- [Exercise] Go through the listing and retype each line exactly.

- [Available records]
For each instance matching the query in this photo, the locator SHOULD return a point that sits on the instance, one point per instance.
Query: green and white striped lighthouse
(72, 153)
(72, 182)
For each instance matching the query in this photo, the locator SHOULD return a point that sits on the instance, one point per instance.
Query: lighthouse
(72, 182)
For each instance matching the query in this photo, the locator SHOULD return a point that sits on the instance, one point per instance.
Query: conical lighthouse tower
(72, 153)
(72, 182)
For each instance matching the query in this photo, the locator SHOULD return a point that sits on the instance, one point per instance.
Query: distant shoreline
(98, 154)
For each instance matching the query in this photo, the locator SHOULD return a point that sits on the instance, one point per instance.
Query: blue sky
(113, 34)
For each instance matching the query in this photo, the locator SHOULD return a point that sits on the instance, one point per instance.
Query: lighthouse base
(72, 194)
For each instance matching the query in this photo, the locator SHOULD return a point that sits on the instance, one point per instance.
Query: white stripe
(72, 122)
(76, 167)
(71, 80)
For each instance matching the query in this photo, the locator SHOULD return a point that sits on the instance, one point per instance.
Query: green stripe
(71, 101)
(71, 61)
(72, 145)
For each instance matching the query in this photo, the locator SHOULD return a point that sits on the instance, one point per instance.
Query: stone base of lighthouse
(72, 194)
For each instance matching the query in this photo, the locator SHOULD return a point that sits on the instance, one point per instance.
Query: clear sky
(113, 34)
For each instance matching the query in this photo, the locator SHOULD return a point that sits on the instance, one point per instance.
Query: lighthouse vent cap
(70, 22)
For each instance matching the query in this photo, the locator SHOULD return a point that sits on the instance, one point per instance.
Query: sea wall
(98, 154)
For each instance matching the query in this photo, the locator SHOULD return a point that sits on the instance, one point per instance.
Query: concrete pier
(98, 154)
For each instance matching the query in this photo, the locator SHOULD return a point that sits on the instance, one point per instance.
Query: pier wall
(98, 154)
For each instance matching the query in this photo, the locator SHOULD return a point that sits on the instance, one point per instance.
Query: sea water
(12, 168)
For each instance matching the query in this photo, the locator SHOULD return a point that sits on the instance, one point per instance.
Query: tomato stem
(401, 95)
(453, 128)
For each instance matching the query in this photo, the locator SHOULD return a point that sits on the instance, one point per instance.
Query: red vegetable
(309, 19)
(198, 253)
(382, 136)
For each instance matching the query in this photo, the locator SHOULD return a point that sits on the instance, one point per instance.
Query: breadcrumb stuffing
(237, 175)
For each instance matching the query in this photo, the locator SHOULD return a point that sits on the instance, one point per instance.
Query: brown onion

- [Response area]
For each instance matching the query in this photo, the locator SHOULD return a point that sits on the instance, one point per instance.
Query: green and white striped lighthouse
(72, 153)
(72, 182)
For each instance matching the query in this photo, the locator SHOULD return a point that sits on the instance, one point per instance.
Query: lighthouse
(72, 182)
For each instance matching the query in this photo, the locator SHOULD return a point that sits on the instance, one point per instance.
Query: conical lighthouse tower
(72, 153)
(72, 182)
For each instance matching the query in this photo, the locator SHOULD return a point that sits on the instance, one point per instance.
Query: distant shoreline
(98, 154)
For each instance matching the query in this photo, the locator SHOULD return a point that sits on the instance, one point per instance.
Query: blue sky
(113, 34)
For each instance matching the query in this photo, the locator SHOULD return a point that sits on the instance, one point per instance.
Query: lighthouse base
(72, 194)
For each instance matching the query in this photo, the locator SHOULD return a point that sits on the instance, one point per instance.
Query: white stripe
(72, 122)
(76, 167)
(71, 80)
For each instance matching the query in this photo, the locator SHOULD return a point that sits on the instance, one point per instance.
Query: green stripe
(71, 101)
(71, 61)
(72, 145)
For each instance matching the query in this photo, the locator SHOULD return a point that sits on the instance, one point per instance.
Query: stone base of lighthouse
(72, 194)
For each instance matching the query in this photo, the locator SHOULD return a point that sits on the instance, one point per instance.
Query: clear sky
(113, 34)
For each instance matching the query in this photo, the locator SHOULD return a point that sits on the instance, one point per instance.
Query: lighthouse vent cap
(70, 22)
For each instance matching the query in this photo, the locator SHOULD return a point that sits on the instance, one point per instance.
Query: sea wall
(98, 154)
For each instance matching the query in this photo, the locator SHOULD return a point that sits on the instance, one point per instance.
Query: concrete pier
(98, 154)
For each instance matching the query in this photo, the locator SHOULD return a point that sits on the instance, one point per instance.
Query: pier wall
(98, 154)
For each instance matching the query in this photo, the locator SHOULD return a point that sits on the instance, one point per instance.
Query: sea water
(12, 168)
For each instance matching the query in this photo, the locator SHOULD return a point that sits on the instance, one point per instance.
Query: tomato stem
(401, 95)
(453, 128)
For each instance matching the query in this photo, the locator SHOULD return a point that sits on the instance, one point per instance.
Query: red vegetable
(309, 19)
(198, 253)
(382, 136)
For each instance matching the query in this photo, the locator SHOULD return a point that sits on the instance, one point per instance.
Query: breadcrumb stuffing
(237, 175)
For each instance matching the query in this photo, the locator SHOULD return a point that sits on the instance, one point per instance.
Query: brown onion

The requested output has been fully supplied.